■ What is being asked
Give the records from the line containing "of the baseboard" through the line containing "[[547, 255]]" as a Markdown table with the columns Row and Line. Skip blank lines and leave out the pictures.

Location identification items:
-- start --

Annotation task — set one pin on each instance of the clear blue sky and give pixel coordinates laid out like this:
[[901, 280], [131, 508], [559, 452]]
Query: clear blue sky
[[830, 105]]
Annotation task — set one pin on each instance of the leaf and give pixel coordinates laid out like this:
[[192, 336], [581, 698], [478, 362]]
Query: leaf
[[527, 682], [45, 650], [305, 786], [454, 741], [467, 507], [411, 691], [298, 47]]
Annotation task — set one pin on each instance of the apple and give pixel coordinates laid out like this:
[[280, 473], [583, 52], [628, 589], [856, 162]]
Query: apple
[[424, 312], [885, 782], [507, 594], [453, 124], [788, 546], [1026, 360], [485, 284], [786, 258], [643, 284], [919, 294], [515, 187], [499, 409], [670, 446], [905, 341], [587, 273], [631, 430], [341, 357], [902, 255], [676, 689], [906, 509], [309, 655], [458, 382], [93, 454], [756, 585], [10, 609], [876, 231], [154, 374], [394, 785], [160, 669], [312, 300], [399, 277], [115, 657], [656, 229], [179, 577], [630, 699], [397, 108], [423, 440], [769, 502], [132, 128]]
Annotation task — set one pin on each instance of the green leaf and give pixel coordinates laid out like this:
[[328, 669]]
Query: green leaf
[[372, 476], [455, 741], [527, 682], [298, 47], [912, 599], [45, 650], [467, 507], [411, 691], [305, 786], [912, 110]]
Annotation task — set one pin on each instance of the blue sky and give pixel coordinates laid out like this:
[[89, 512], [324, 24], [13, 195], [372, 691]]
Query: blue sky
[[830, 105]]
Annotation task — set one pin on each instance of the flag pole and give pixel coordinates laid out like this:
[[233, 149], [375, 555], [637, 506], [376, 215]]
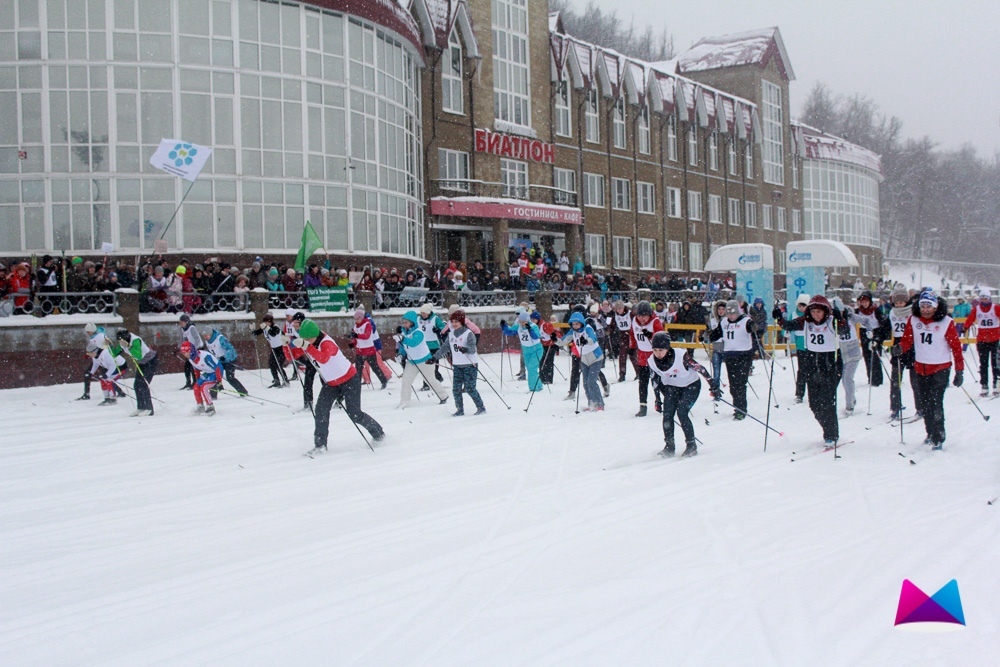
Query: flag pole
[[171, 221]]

-- end --
-- start --

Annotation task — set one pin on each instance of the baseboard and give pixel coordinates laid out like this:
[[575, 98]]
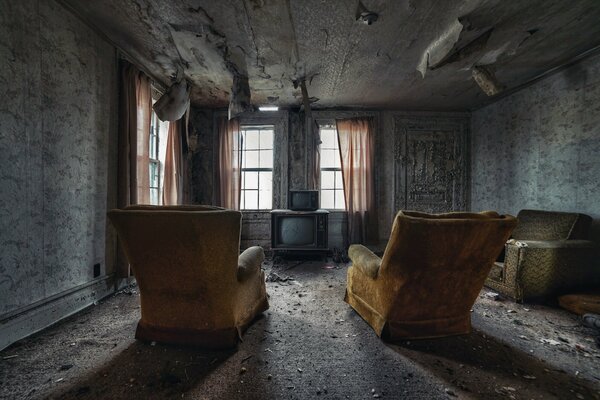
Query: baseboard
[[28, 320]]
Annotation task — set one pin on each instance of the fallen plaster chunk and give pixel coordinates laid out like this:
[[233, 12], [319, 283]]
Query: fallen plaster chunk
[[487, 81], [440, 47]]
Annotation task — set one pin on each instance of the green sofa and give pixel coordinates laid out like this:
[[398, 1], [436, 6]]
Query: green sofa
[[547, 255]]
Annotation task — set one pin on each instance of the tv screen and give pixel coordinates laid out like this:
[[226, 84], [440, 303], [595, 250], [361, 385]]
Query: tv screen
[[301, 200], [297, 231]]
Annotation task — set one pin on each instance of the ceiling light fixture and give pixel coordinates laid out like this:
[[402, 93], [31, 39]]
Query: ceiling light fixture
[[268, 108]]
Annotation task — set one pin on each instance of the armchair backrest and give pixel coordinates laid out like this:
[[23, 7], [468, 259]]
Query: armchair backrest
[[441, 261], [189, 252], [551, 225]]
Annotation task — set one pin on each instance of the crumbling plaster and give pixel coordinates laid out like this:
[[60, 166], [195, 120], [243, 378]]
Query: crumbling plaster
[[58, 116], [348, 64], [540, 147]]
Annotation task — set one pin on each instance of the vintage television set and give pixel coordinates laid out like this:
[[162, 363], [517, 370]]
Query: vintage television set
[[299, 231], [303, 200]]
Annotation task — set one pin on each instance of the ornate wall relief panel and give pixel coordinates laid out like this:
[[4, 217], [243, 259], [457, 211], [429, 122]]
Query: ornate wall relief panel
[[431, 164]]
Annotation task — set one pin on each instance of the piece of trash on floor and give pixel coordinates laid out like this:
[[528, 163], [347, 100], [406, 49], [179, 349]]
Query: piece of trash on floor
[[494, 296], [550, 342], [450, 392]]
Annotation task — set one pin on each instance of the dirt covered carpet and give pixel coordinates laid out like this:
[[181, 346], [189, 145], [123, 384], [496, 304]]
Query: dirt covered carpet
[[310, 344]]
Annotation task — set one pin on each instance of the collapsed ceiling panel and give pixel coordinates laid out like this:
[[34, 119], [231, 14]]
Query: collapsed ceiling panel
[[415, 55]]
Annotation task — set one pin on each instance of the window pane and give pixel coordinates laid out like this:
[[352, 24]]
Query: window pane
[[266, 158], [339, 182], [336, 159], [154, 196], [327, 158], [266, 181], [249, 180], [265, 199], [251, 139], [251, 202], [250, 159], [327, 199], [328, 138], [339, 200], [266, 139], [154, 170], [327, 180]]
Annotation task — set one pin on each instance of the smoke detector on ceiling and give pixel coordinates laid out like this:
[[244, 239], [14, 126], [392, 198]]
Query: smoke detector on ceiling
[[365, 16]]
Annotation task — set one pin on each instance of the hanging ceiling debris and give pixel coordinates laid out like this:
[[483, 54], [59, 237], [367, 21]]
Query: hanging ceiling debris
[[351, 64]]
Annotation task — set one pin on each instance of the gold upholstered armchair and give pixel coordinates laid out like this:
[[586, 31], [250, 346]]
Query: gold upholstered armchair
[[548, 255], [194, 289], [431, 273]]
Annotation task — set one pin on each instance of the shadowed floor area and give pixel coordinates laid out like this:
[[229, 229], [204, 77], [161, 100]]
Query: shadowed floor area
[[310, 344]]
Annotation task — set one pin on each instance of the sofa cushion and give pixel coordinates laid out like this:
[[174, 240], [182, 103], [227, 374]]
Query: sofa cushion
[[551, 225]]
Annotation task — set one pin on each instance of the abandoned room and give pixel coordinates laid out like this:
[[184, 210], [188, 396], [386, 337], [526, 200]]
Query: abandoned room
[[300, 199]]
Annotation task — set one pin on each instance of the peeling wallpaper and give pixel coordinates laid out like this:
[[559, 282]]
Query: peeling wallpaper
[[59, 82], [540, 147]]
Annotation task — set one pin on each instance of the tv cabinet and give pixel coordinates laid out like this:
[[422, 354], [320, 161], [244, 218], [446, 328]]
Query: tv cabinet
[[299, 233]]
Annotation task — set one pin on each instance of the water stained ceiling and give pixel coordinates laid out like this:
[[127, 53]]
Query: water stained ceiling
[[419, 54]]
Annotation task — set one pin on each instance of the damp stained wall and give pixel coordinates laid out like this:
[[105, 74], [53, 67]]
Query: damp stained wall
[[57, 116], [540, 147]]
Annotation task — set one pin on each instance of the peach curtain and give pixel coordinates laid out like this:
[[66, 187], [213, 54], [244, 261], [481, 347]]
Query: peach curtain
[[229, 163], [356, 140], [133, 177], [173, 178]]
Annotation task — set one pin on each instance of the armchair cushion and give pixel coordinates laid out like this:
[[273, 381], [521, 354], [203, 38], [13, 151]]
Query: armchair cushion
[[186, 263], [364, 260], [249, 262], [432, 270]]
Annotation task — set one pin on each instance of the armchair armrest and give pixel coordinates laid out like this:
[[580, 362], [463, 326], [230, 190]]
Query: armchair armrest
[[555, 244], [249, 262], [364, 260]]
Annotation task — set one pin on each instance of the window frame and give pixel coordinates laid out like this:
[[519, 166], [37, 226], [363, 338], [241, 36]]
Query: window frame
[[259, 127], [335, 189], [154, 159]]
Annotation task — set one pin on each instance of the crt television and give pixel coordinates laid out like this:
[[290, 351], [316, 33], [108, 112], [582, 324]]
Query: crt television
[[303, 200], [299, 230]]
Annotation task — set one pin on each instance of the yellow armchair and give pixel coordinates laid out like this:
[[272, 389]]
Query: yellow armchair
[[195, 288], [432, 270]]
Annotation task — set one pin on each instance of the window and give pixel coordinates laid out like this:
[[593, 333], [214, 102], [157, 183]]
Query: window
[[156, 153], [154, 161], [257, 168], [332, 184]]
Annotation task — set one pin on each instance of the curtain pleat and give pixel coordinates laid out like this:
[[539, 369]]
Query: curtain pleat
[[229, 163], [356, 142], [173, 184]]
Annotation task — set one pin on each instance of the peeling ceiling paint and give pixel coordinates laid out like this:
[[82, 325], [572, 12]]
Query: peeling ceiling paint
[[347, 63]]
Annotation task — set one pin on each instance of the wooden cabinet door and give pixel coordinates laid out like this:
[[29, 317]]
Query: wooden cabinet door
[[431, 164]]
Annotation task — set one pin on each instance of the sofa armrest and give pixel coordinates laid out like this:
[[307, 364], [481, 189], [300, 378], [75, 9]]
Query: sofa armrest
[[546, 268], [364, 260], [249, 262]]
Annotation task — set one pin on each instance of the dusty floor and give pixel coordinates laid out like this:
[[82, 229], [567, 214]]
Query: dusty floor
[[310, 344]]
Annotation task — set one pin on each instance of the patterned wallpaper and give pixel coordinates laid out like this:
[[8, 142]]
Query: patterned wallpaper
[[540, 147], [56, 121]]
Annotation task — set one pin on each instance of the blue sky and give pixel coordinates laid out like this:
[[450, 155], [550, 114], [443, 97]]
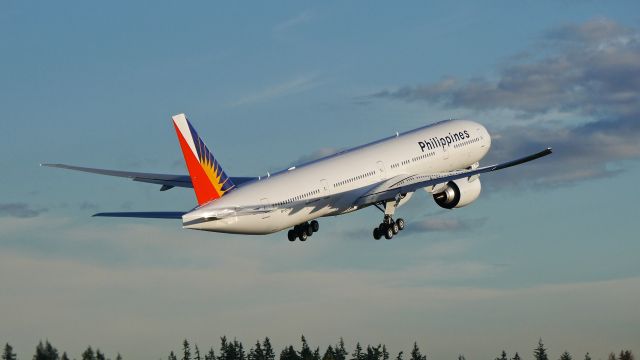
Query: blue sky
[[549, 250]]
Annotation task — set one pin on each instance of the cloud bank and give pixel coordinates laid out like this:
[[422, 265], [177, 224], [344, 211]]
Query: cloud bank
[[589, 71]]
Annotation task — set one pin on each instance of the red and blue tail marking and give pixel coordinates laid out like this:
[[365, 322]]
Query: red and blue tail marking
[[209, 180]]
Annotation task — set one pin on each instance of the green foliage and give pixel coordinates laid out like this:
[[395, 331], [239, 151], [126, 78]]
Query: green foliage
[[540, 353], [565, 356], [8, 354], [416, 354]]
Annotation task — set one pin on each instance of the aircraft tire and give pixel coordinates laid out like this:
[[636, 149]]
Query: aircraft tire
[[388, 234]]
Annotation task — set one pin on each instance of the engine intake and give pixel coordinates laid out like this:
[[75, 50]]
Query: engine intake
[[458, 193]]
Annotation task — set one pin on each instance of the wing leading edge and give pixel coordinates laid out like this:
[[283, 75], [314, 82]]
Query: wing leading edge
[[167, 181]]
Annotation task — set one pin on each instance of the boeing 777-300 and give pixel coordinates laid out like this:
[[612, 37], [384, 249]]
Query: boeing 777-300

-- end --

■ Solution for this task
| Row | Line |
|---|---|
| 1 | Annotation task — set one pin on each instance of the baseboard and give pixel coordinates laid out like this: |
| 2 | [[575, 98]] |
| 3 | Query: baseboard |
| 4 | [[28, 320]] |
| 5 | Annotation task — set one pin on each instance of the fallen plaster chunk and give pixel coordinates laid out like this: |
| 6 | [[233, 12], [319, 283]] |
| 7 | Query: fallen plaster chunk |
| 8 | [[487, 81], [440, 47]] |
| 9 | Annotation task — set one pin on each instance of the green sofa and give pixel coordinates laid out like this: |
| 10 | [[398, 1], [436, 6]] |
| 11 | Query: green sofa |
| 12 | [[547, 255]] |